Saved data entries
*** Block opens ***
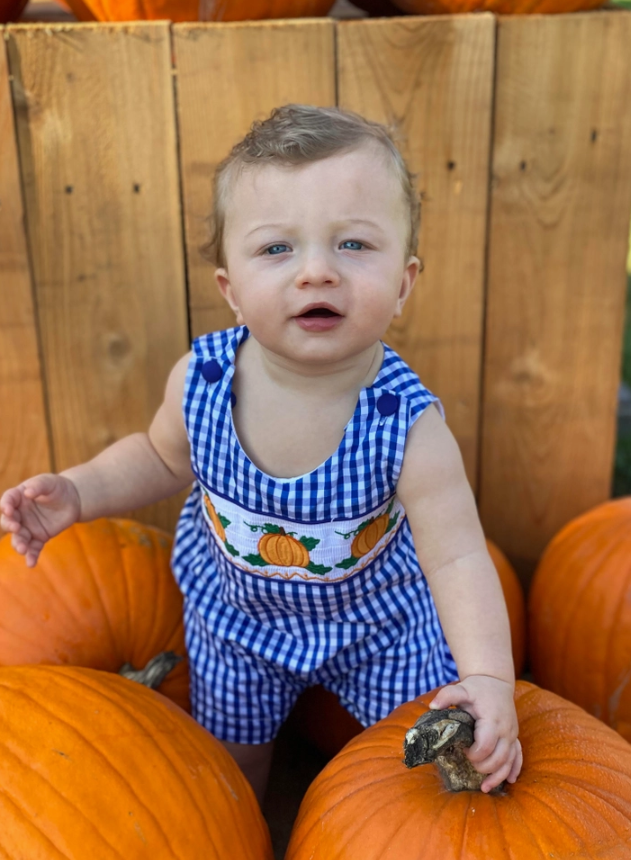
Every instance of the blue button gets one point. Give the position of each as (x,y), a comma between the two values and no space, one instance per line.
(211,371)
(388,403)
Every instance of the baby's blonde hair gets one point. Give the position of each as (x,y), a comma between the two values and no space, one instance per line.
(299,134)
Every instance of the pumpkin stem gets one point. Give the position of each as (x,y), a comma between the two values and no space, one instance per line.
(154,672)
(443,737)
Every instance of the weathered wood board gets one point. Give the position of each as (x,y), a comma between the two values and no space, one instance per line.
(431,79)
(558,236)
(24,447)
(97,139)
(229,75)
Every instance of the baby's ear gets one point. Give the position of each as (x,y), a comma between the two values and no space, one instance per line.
(413,267)
(225,288)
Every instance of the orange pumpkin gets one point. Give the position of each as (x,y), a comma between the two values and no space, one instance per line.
(283,550)
(580,614)
(370,536)
(10,10)
(318,715)
(572,798)
(102,595)
(500,7)
(97,766)
(194,10)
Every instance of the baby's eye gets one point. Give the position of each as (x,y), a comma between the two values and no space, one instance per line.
(273,250)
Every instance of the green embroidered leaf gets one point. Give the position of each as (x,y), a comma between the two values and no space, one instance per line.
(255,560)
(320,569)
(271,529)
(309,543)
(392,522)
(361,527)
(253,528)
(348,562)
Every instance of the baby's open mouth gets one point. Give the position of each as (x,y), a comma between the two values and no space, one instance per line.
(319,312)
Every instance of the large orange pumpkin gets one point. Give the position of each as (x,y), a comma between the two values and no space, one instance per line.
(318,715)
(283,550)
(500,7)
(102,595)
(195,10)
(571,800)
(580,614)
(93,765)
(10,10)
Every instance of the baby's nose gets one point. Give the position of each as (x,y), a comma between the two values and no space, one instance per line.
(317,269)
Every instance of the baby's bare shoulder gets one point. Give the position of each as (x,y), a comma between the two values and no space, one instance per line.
(432,458)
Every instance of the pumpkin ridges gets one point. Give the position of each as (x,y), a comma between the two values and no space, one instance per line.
(571,734)
(103,707)
(134,715)
(87,601)
(580,615)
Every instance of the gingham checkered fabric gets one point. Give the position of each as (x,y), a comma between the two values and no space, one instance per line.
(265,617)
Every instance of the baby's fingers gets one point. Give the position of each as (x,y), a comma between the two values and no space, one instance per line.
(496,778)
(517,763)
(25,544)
(10,502)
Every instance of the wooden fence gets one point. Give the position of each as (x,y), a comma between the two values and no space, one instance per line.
(520,132)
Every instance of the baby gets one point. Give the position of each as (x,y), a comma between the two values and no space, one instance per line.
(331,536)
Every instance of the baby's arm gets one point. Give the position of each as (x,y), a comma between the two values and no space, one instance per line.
(451,548)
(137,470)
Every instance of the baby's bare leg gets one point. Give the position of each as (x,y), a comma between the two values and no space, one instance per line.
(254,760)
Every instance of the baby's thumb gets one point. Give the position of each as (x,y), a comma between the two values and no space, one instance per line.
(452,694)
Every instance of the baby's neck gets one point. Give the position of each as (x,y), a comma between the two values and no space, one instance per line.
(355,373)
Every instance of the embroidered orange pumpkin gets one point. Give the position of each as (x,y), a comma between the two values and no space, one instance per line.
(370,536)
(283,550)
(102,595)
(212,513)
(95,766)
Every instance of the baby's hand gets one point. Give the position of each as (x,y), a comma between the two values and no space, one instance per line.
(496,749)
(37,510)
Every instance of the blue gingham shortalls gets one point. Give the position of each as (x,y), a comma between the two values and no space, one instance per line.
(290,582)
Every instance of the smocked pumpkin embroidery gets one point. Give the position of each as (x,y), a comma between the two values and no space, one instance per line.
(220,523)
(367,535)
(282,549)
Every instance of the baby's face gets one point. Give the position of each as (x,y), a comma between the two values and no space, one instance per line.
(316,263)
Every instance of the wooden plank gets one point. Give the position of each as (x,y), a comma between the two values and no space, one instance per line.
(432,79)
(558,242)
(228,75)
(97,138)
(23,431)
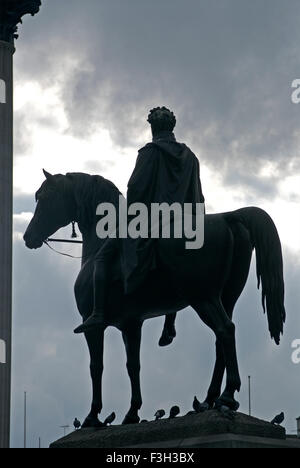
*** Block closes ***
### Your objective
Could you repeat all of the entries exactly, without any of the images?

### Exercise solution
Every instance of the blue button gets one point. Give the position of each as (x,y), a comma between the two values and no space, one instance per line.
(211,371)
(388,403)
Every instance of the baby's blonde hair gets one point. Give the position of each as (x,y), a comma between the two values and no space, one instance per line.
(299,134)
Every instance of the pumpkin stem gets one point. Give the position of each as (x,y), a comma between the two values and no space, one instance per line.
(154,672)
(443,737)
Every instance of the weathered wood board gets one point. Give the position of each as (x,y), a comma between the two values and no space, one instance per line.
(431,79)
(558,236)
(24,447)
(97,139)
(229,75)
Every instance of the baby's ear gets one point. Give the position of each as (x,y), a comma between the two values and no space, one instance per line.
(413,267)
(225,288)
Every instance of the orange pumpkin gets one point. Give the position of each as (x,y), a comma between the two values and no space, one instance per line.
(283,550)
(580,614)
(370,536)
(10,10)
(318,715)
(572,798)
(102,595)
(500,7)
(97,766)
(194,10)
Every instance of the baby's eye gets one point. Give the position of each as (x,y), a comma between the two values and no space, one instance per line.
(273,250)
Every instance of the green embroidered leaf gets one point. Give the position of each as (x,y), a comma between the two values and no space, one instance per line.
(255,560)
(320,569)
(271,529)
(309,543)
(392,522)
(361,527)
(253,528)
(348,562)
Every instance of the baby's open mouth gets one point. Give the position of each as (x,y), a comma between the two values and no space, one instance per line.
(319,312)
Every instance of the large orange pumpkin gets one point. Give the position of each as (x,y), a comma between the two values and no space, one instance per line.
(318,715)
(283,550)
(500,7)
(102,595)
(195,10)
(571,800)
(580,614)
(93,765)
(10,10)
Every instance of the baby's nose gets one point. Give the position of each as (x,y), a comma between the two values and no space, one instance per line.
(317,269)
Every instance of the baby's bare shoulder gets one point. Give the position of each as (x,y), a comma between the two values and no space, one instance per line.
(432,458)
Every instance of the pumpkin ridges gets one point. Give the position of each as (x,y), a comma between the two values and no space, one instance per line.
(571,734)
(103,707)
(134,715)
(87,601)
(580,615)
Every instance of the gingham checkered fabric gets one point. Give the position of each as (x,y), a comma between the two values and no space, one instance per line.
(265,617)
Every instance of the baby's fingers gets one point. Give the position of each as (x,y), a comma between the two values and no space, one instance per line.
(496,778)
(517,763)
(25,544)
(10,502)
Every instance of the wooden fence gets one point. Give the position of each as (x,y), a comma between the two values and no space, one instance per line.
(520,132)
Every instance of the baby gets one point. Give the position of each as (x,y), a comma between the two values and no space, one instance per line.
(331,536)
Every instance of the baby's arm gets one point. Give the position of each as (x,y), a comma between the two values and no space, one instance per line.
(451,548)
(137,470)
Every instance of the baby's bare leg gets one point. Give the position of each as (x,y), a comma between the two values and no space, one instance per line.
(254,760)
Every instance of the baby's thumb gets one point. Give the position of each as (x,y), a comma between the two values and no space, one instance per line.
(452,694)
Every instance of the baby's neck gets one point. Give the position of each as (x,y), a comma between the two values and no space, one instance per line.
(355,373)
Every instance of the embroidered orange pumpkin gets one point. Give the position of each as (x,y), a comma between the two values and no space, one instance per line.
(370,536)
(283,550)
(102,595)
(212,513)
(95,766)
Every instance of the baby's hand gets one point. Give the position of each as (x,y), a comma between the two values and no space, one instance per line.
(496,749)
(37,510)
Every instance of the blue gingham shortalls gets one point. Give the position of each as (x,y), a comma between the two values and no space, one instance per line.
(290,582)
Every instance of the smocked pumpkin embroidery gets one point. Give the position of each as (x,y), a comma between the two values and no space, one instance per line.
(220,523)
(367,535)
(282,549)
Every instance of the baby's face gets one point. Give the position of each as (x,y), a comma between the two values and no space, one instance per line.
(316,263)
Every instance of the wooden plank gets one point. Give the position of each as (x,y), a comma between the two values and no space, one instance per line.
(432,79)
(558,242)
(228,75)
(97,138)
(23,431)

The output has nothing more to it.